→ **WHAT TO DO**
Locate every line in the records below that contains the word "open" and copy each of those lines.

→ **MATERIAL SHOWN**

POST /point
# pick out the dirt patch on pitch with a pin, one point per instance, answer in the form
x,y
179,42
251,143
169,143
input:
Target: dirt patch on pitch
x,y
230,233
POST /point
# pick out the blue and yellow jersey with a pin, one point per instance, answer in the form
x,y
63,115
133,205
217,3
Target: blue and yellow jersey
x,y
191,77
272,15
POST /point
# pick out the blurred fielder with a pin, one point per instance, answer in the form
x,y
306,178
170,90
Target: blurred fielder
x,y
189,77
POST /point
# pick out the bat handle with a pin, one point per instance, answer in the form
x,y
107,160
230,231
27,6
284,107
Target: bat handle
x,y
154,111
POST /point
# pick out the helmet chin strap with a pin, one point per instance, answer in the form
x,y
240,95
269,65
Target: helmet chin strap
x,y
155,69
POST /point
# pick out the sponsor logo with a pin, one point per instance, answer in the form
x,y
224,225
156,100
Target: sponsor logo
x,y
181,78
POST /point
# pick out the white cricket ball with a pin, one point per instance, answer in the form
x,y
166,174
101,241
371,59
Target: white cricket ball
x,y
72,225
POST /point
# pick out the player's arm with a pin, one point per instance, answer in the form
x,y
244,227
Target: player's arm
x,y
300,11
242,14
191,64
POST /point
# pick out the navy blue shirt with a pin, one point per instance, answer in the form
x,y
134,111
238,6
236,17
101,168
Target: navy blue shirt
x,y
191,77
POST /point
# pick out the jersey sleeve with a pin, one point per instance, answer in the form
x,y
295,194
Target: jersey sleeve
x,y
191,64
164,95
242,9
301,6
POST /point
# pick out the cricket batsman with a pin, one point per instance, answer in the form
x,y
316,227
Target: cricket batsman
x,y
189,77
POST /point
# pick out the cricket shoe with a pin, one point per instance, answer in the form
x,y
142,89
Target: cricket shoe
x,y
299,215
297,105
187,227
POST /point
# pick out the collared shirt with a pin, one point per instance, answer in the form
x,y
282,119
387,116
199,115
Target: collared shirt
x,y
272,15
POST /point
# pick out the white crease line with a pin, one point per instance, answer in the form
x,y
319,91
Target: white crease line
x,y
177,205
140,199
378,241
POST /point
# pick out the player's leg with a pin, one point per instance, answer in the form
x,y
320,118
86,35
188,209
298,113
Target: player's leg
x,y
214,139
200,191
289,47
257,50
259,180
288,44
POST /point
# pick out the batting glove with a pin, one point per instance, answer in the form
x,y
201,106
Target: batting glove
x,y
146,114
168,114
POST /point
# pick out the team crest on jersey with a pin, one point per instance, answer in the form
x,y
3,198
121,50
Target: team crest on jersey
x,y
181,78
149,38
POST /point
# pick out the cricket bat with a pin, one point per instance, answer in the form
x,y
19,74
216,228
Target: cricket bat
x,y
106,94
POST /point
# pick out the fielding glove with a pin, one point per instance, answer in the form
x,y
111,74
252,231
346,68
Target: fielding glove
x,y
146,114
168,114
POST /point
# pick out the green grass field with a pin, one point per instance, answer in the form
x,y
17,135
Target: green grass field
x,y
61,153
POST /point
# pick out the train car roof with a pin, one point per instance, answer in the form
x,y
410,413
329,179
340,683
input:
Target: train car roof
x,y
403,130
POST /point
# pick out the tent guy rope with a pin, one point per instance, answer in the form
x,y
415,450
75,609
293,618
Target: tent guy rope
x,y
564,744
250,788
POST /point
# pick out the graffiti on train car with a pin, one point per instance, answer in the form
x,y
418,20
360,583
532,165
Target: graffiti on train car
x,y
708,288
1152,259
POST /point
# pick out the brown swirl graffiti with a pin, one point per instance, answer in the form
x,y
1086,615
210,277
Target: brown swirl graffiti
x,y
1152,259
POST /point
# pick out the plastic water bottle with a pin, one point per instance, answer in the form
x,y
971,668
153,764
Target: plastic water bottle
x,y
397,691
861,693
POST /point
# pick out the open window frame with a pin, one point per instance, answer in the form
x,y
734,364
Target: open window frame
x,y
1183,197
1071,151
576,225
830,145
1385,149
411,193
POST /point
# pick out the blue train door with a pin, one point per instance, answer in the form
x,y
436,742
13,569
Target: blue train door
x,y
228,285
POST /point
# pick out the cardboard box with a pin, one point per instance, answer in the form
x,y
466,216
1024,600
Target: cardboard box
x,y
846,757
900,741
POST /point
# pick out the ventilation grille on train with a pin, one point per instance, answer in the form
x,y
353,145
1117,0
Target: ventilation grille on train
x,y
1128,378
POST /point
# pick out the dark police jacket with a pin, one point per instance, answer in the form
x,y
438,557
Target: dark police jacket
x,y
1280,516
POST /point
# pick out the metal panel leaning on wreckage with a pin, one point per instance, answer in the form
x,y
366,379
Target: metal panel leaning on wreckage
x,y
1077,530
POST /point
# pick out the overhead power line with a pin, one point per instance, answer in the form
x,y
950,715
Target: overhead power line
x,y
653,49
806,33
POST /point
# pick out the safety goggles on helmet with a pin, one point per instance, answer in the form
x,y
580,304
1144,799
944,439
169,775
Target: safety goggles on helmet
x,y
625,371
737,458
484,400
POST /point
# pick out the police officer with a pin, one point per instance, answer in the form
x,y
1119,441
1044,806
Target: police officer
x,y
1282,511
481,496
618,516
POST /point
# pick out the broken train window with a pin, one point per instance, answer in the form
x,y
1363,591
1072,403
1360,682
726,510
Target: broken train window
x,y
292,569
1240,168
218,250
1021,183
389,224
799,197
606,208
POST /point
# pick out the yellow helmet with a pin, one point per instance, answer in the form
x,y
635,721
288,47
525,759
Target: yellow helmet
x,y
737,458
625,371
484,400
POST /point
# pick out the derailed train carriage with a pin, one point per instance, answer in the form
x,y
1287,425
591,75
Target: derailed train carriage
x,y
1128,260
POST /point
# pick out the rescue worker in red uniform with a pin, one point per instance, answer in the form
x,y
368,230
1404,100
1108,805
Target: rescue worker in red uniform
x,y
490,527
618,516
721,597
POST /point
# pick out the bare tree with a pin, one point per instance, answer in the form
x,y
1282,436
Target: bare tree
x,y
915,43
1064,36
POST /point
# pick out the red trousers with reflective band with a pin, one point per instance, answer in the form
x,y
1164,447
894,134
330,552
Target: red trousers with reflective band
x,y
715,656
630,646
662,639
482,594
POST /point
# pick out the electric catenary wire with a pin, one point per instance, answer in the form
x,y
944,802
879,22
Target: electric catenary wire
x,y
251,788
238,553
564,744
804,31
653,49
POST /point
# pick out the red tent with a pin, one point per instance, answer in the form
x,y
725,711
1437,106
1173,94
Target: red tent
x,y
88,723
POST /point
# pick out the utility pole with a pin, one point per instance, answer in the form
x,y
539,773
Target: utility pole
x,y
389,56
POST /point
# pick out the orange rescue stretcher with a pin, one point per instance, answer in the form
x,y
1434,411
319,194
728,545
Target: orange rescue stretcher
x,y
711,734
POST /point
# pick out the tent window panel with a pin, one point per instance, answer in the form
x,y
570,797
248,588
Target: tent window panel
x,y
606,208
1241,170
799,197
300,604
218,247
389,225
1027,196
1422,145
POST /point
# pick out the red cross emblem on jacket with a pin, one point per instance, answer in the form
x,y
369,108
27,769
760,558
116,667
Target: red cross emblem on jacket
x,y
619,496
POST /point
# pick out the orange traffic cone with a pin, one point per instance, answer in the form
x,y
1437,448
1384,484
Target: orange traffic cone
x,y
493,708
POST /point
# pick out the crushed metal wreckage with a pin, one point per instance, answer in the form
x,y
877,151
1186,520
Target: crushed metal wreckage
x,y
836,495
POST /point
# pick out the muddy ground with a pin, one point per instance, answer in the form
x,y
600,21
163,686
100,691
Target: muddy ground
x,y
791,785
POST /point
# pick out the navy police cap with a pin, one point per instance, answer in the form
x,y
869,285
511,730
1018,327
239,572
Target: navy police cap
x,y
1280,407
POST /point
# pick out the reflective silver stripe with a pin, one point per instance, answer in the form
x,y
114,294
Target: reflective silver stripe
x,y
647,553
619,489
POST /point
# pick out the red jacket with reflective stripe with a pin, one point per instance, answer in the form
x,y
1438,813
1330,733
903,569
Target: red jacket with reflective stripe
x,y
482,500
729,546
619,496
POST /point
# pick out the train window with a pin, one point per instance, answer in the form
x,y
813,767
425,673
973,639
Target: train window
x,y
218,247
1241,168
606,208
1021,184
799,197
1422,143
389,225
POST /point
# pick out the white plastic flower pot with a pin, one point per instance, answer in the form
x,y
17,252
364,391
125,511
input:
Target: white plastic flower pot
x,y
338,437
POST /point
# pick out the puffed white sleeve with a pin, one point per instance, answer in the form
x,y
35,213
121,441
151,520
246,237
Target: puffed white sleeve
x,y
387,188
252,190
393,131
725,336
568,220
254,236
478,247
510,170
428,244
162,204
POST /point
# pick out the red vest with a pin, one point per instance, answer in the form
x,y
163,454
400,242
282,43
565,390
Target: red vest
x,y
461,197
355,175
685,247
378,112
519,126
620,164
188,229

→ **TASK SOLUTION**
# pick out the open window frame with a pin, one point per instance, answer in the form
Target: open window frame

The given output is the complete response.